• Dataset lines on where objects appear:
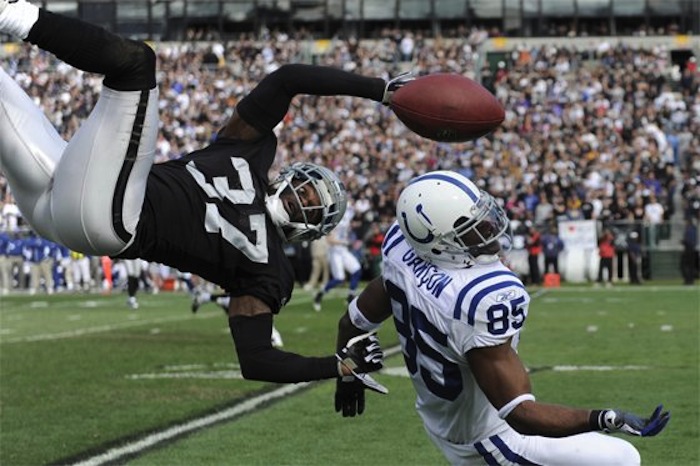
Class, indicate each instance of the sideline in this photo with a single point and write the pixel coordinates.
(138, 446)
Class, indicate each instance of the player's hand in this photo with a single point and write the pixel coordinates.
(349, 396)
(612, 420)
(362, 354)
(395, 83)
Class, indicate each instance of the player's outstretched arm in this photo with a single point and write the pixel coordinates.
(250, 322)
(269, 101)
(501, 375)
(365, 314)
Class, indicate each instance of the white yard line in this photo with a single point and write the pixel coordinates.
(137, 446)
(104, 328)
(151, 440)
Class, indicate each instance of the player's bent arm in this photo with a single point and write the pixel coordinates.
(250, 321)
(365, 313)
(502, 377)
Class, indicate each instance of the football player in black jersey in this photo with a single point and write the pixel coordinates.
(212, 212)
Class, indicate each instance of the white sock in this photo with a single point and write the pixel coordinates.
(18, 18)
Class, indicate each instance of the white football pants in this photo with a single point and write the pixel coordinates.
(512, 448)
(66, 190)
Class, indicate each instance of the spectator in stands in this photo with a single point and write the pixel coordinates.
(343, 263)
(634, 257)
(654, 217)
(534, 251)
(606, 253)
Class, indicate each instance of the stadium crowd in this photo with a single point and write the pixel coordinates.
(594, 134)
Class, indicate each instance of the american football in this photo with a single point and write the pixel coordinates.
(447, 107)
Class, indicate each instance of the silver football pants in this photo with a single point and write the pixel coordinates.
(86, 193)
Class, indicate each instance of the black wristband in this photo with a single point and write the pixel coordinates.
(595, 420)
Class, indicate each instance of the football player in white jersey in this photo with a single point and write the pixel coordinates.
(341, 259)
(459, 311)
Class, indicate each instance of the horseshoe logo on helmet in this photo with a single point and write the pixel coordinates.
(429, 237)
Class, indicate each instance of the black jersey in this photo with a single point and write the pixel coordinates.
(205, 213)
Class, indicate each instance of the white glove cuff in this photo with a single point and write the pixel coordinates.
(512, 404)
(359, 320)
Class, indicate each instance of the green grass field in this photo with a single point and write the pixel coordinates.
(83, 376)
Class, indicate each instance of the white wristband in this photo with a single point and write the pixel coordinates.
(512, 404)
(359, 320)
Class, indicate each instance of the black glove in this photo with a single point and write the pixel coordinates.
(395, 83)
(349, 396)
(611, 420)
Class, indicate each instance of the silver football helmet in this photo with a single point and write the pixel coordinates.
(450, 222)
(288, 203)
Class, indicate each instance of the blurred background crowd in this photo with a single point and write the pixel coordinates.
(609, 133)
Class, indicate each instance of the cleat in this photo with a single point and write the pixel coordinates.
(276, 338)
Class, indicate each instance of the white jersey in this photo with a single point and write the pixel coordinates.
(441, 314)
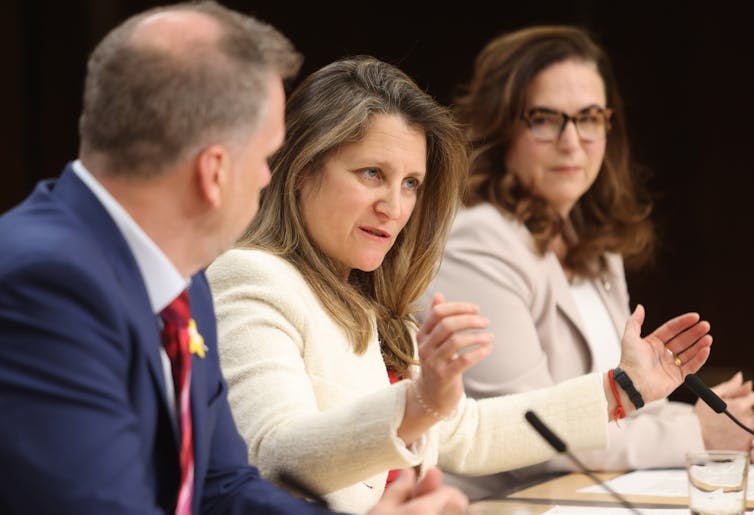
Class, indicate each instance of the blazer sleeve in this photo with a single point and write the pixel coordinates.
(231, 486)
(67, 426)
(264, 333)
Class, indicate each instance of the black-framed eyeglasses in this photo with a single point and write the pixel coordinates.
(592, 123)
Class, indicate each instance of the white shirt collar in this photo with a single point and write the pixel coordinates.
(163, 281)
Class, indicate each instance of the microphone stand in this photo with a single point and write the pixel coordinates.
(560, 446)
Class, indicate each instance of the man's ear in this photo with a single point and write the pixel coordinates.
(213, 173)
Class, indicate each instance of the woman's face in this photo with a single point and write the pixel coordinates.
(563, 169)
(360, 200)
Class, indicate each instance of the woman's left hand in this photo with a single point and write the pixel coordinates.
(659, 362)
(449, 343)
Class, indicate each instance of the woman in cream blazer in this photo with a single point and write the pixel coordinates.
(315, 326)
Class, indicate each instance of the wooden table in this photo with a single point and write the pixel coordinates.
(564, 491)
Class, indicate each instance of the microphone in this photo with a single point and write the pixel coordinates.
(560, 446)
(696, 385)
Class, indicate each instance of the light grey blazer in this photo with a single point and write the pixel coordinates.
(540, 340)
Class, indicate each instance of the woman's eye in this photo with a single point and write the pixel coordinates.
(411, 183)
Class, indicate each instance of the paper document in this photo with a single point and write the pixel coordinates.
(658, 483)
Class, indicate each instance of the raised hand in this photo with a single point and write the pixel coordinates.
(449, 343)
(447, 348)
(658, 362)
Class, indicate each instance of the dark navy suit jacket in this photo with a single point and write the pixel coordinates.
(84, 422)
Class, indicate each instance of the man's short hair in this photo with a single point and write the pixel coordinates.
(147, 107)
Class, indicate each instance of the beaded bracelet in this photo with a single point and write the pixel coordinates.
(619, 411)
(427, 409)
(628, 386)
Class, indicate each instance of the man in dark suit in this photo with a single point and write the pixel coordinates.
(182, 107)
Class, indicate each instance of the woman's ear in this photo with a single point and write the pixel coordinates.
(213, 173)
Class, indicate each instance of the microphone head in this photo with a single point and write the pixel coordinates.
(702, 391)
(544, 431)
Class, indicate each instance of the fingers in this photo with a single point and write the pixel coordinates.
(431, 481)
(675, 327)
(634, 323)
(401, 489)
(441, 310)
(686, 339)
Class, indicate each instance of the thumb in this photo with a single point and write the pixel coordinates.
(635, 321)
(430, 482)
(401, 489)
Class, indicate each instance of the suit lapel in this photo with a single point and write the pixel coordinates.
(77, 197)
(564, 302)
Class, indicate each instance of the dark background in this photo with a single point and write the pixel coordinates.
(685, 71)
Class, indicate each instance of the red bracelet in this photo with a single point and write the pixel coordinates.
(619, 412)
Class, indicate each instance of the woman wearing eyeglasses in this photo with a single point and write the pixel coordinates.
(552, 210)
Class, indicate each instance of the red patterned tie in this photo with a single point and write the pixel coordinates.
(175, 338)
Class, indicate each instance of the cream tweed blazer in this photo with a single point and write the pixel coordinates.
(305, 403)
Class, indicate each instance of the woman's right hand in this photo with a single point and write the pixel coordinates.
(718, 431)
(449, 343)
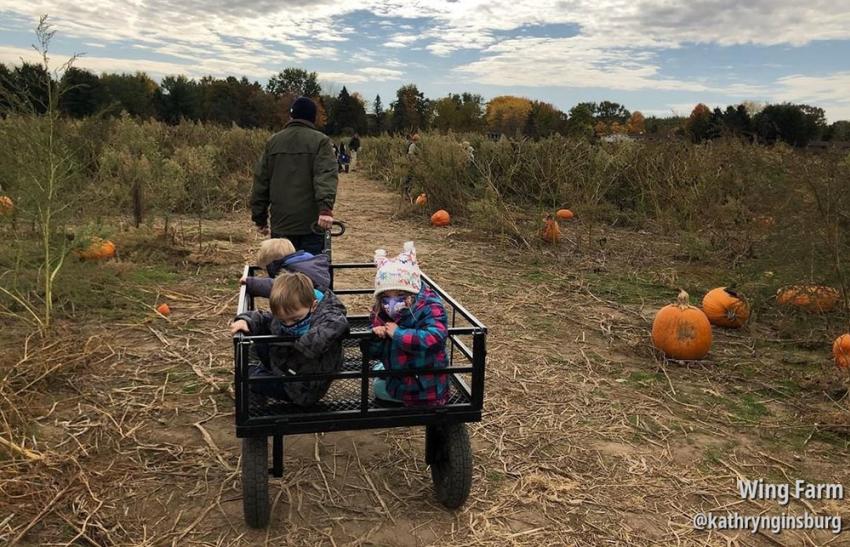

• Exercise: Rewrite all of the lines above, changing "in this photo" to "in this image" wherever it occurs and keeping everything else the same. Omit the pictures from your answer.

• Result:
Class, indicate each instance of the sideline in this image with a single point and write the pixel coordinates.
(138, 446)
Class, indicate each instance of the player's hand in this image with a single point and write the pixel coordinates.
(349, 396)
(612, 420)
(362, 354)
(395, 83)
Class, indicate each instance of the player's outstretched arm in this image with a single point and write the pixel coordinates.
(250, 322)
(269, 101)
(501, 375)
(365, 314)
Class, indicate each instance of the white yard line in this image with a single point and write the pixel coordinates.
(137, 446)
(104, 328)
(151, 440)
Class, indicate each instance of the player's bent arm in this image with a single point and write the pixel coordinates.
(250, 321)
(365, 313)
(502, 377)
Class, indicate each instance of the football player in black jersey in this image with a single point and write the pixel coordinates.
(212, 212)
Class, indicate each instance of the white sock in this image with a single point and write the pixel coordinates.
(18, 18)
Class, indicate each instance of the white football pants in this image with a single point and write the pixel coordinates.
(512, 448)
(66, 190)
Class, indicate each instance of the spectator in stands in this image with a single point and write the pixel coordinates.
(343, 263)
(634, 257)
(654, 217)
(534, 251)
(606, 253)
Class, indicate each instance of the stadium crowd in this image with a single point and write the pixel coordinates.
(594, 134)
Class, indicate each instance of the american football in this image with a single point and write the pixel coordinates.
(447, 107)
Class, indicate each instance of the silver football pants in this image with a single point and write the pixel coordinates.
(86, 193)
Class, indicate each instance of the black wristband in this image with a single point and write the pixel coordinates.
(595, 420)
Class, indicate each instance of the football player in white jersey in this image with a single point and write the pixel coordinates.
(341, 259)
(459, 311)
Class, indicate each instance of the horseshoe logo on helmet in this image with a single point and write the pixel coordinates.
(429, 237)
Class, indicate each instance of the black jersey in this image with a single point and write the pixel coordinates.
(205, 213)
Class, indicate each instance of the white glove cuff in this image with a single point and write the pixel coordinates.
(512, 404)
(359, 320)
Class, indicate each instance of the green grass field in this image with a single point and write the pixel coordinates.
(83, 376)
Class, indicate each instance of the white wristband in this image with a single point and write the pixel coordinates.
(512, 404)
(359, 320)
Class, indicate each instance of the black glove in this image with a single point and write the pixel coordinates.
(395, 83)
(349, 396)
(611, 420)
Class, indicate each instance of the silver football helmet in this image with a single point and write the pixel coordinates.
(450, 222)
(288, 203)
Class, indicate each instance of the blurred background crowd in this image with a single point and write the pixel coordinates.
(609, 133)
Class, indicate each instance of the cleat in this image with a single point and write the pixel coordinates.
(276, 338)
Class, indicate each instance of the white jersey in this image with a single point and write the pixel coordinates.
(441, 314)
Class, indicate each instance of the blazer sleeve in this image with a single point and write the pixel coordinates.
(231, 486)
(67, 426)
(264, 333)
Class, indicate each instance of the black-framed eyeglasses in this image with a single point and write the pixel coordinates.
(592, 123)
Class, indicate each instance of the white shirt collar in this image with a single point and write the pixel coordinates.
(163, 281)
Class, indicate each instance of the microphone stand in this image with a single point and write the pixel coordinates.
(560, 446)
Class, indicate each instance of the man's ear in this image with a single point and write the pixel coordinates.
(213, 173)
Class, indicate each instance of the woman's face in this image with a single point and write the pixel coordinates.
(563, 169)
(360, 200)
Class, indicate each instance of the woman's left hand in this image with a single point and write the pixel coordinates.
(659, 362)
(449, 343)
Class, indicate each instance of the woman in cream blazer in this image with a single point and write the pixel coordinates.
(315, 326)
Class, indicate each instance of the wooden table in this image with a single point and write the pixel coordinates.
(564, 491)
Class, indicate each instance of the microphone in this image with a single point and write the pixel coordinates.
(560, 446)
(696, 385)
Class, indicate each instance of the light grey blazer in this image with a single point and write the pixel coordinates.
(540, 340)
Class, indicate each instance of the woman's eye in this image with a single point and write the pixel coordinates.
(411, 183)
Class, indicate each instance of the paper document in this image with a single point and write the pixel coordinates.
(658, 483)
Class, indicate each instance of the raised hand in this image with a single point and write the pixel coordinates.
(449, 343)
(447, 348)
(658, 362)
Class, indicate each instance of the dark navy suit jacket in this image with a single point and write the pixel coordinates.
(84, 422)
Class, indicate each instance of the man's short hair in this image with a single point and write the pixel coordinates.
(147, 107)
Class, indicate each instance of the beaded bracelet in this image with a single point and write the pixel coordinates.
(619, 411)
(427, 409)
(628, 386)
Class, indicate each instance of the man in dark suit in this image with a single point and write the pixel coordinates.
(182, 107)
Class, indicate each instance of the woman's ear in this image with a single point and write the pixel coordinates.
(213, 173)
Class, indicate each instance of the microphone head in this image with a single point and write the pixel coordinates.
(702, 391)
(544, 431)
Class, indicate each instance of the fingers in this image with a single point and write the pixel coordinates.
(431, 481)
(675, 327)
(634, 323)
(401, 489)
(441, 310)
(686, 339)
Class, indicate each instance of the thumb in this image with a single point and write the pixel coordinates.
(635, 321)
(430, 482)
(401, 489)
Class, indicate each instance of the suit lapel in this image with a single point and write the pixel coordinates.
(77, 197)
(564, 302)
Class, indicate each instance of the dark background in this image with a single point and write the pixel coordinates.
(685, 71)
Class, indicate each instance of the red bracelet in this image with a single point and write the pixel coordinates.
(619, 412)
Class, indicate each instance of the woman wearing eyeglasses in this image with a single point and write the pixel coordinates.
(552, 210)
Class, indicate each instance of the red patterned tie in this image with a single point and write the pixel coordinates.
(175, 338)
Class, indicate each instance of the cream tweed blazer in this image with a single point and write the pixel coordinates.
(305, 403)
Class, indicate each instance of the woman's right hand in this image with a single point and write the pixel coordinates.
(718, 431)
(449, 343)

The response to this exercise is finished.